▶ _What to produce_: Please retype all the data below exactly, line for line.

Top of Data under study

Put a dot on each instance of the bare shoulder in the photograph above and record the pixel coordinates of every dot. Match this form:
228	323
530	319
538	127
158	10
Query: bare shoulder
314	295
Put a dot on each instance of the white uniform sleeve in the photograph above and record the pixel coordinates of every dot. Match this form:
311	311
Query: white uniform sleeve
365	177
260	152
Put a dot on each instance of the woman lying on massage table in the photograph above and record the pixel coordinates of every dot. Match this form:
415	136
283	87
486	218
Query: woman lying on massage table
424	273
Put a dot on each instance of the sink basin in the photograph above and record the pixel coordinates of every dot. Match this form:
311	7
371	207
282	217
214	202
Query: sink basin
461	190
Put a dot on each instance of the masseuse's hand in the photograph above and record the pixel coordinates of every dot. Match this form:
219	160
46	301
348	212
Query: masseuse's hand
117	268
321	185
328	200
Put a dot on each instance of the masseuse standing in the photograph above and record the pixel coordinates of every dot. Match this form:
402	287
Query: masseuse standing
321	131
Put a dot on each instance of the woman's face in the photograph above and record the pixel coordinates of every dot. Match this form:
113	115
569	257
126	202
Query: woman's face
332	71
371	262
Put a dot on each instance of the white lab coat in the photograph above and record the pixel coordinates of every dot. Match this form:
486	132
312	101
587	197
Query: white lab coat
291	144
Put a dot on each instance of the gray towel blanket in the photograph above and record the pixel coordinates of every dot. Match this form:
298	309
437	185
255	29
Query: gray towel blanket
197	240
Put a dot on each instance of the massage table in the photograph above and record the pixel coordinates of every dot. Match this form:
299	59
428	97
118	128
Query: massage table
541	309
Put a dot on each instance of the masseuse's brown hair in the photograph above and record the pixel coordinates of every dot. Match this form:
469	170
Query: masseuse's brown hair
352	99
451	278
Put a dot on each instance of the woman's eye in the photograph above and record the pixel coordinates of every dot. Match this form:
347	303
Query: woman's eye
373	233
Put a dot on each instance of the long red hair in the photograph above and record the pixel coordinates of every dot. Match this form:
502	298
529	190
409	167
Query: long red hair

Bottom of Data under study

▶ _Exercise output_:
Put a dot on each instance of the bare shoulder in the photograph above and record the pixel coordinates of every dot. Match this form:
228	323
530	319
538	127
158	10
Query: bare shoulder
314	295
Put a dot on each instance of the white uniform sleeve in the photograph above and record the pixel coordinates of every dot. Match this form:
311	311
Query: white uniform sleeve
365	177
260	152
Put a dot on each instance of the woman lying on massage table in the photograph above and record the pixel coordinates of every dot. Match this form:
415	136
283	87
486	218
Query: woman lying on massage table
424	273
Put a dot on each instance of the sink basin in the photograph above and record the pixel coordinates of every dot. Match this form:
311	7
371	207
282	217
214	202
Query: sink basin
461	190
Put a dot on each instance of the masseuse's hand in the photograph above and record the pixel coordinates of every dot. Match this form:
219	160
46	301
348	212
Query: masseuse's hand
117	268
321	185
328	200
Put a dot on each instance of the masseuse standing in the photograph above and record the pixel coordinates of every dot. Match this form:
402	287
Query: masseuse standing
321	131
Put a dot on each instance of the woman's face in the photograph above and record the pixel coordinates of every dot. Match this form:
113	115
569	257
126	202
Query: woman's face
332	71
371	262
Put a dot on each instance of the white lab coat in the photograph above and record the pixel coordinates of every dot. Match this form:
486	132
312	101
587	197
Query: white lab coat
291	144
Put a dot on each instance of the gray towel blanket in the photograph above and record the pixel coordinates of every dot. Match this form:
298	309
437	185
255	29
Query: gray towel blanket
197	240
Put a dot on each instance of the massage table in the photograph above and record the pixel coordinates of every dot. Match this form:
299	59
428	97
118	128
Query: massage table
541	309
Put a dot on each instance of the masseuse's brown hair in the photograph above and record the pixel coordinates of every dot. Match this form:
469	170
Query: masseuse's brown hair
352	99
451	278
Put a dot on each instance of the woman's eye in the photograph above and record the pixel coordinates of every dot. Match this form:
347	303
Query: woman's eye
373	233
Put a dot on each instance of the long red hair in the photograph above and record the pixel coordinates of every dot. Match this form:
502	298
529	190
409	167
Query: long red hair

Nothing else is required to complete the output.